=== THE DATA ===

■ ■ ■

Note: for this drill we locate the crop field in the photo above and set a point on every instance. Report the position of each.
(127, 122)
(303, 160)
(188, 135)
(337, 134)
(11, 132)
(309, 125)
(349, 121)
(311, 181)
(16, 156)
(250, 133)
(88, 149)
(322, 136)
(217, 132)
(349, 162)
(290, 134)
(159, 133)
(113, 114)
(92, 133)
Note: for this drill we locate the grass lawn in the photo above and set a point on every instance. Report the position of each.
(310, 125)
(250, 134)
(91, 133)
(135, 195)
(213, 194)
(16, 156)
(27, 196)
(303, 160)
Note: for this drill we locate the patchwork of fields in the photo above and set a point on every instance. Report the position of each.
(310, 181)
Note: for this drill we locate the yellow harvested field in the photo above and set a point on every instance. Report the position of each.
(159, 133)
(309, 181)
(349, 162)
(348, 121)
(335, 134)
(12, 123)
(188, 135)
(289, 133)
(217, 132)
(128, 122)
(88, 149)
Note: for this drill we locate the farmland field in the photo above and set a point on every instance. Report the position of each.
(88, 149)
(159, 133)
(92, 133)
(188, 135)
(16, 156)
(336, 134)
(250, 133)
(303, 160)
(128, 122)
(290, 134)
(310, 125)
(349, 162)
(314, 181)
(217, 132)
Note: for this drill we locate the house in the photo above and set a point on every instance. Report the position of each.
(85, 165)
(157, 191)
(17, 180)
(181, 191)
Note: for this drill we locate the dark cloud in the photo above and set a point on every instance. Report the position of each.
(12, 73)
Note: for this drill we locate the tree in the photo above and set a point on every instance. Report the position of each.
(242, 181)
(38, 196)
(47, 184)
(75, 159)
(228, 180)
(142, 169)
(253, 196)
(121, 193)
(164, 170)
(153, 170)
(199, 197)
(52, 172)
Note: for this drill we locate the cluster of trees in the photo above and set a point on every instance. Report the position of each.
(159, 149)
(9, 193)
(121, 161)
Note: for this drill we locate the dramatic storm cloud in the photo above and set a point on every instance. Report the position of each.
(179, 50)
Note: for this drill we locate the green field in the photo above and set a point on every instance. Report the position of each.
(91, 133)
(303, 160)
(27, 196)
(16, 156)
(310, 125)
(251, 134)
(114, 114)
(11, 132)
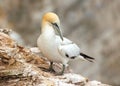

■ ■ ■

=== YOUR ASSIGNMENT ===
Nothing but the lines from the one with "Note: for this drill we locate the dramatic" through the last line of the records should appear in your answer, each exactly as written and without pictures.

=== ANSWER BOX ===
Note: for this drill we locate the dramatic storm cloud in the photo above and set a point on every instance. Report the position of each.
(179, 50)
Note: for this drill we locate the green field in the photo above and set a point on every instance. Report the position of each.
(91, 133)
(303, 160)
(27, 196)
(16, 156)
(310, 125)
(251, 134)
(114, 114)
(11, 132)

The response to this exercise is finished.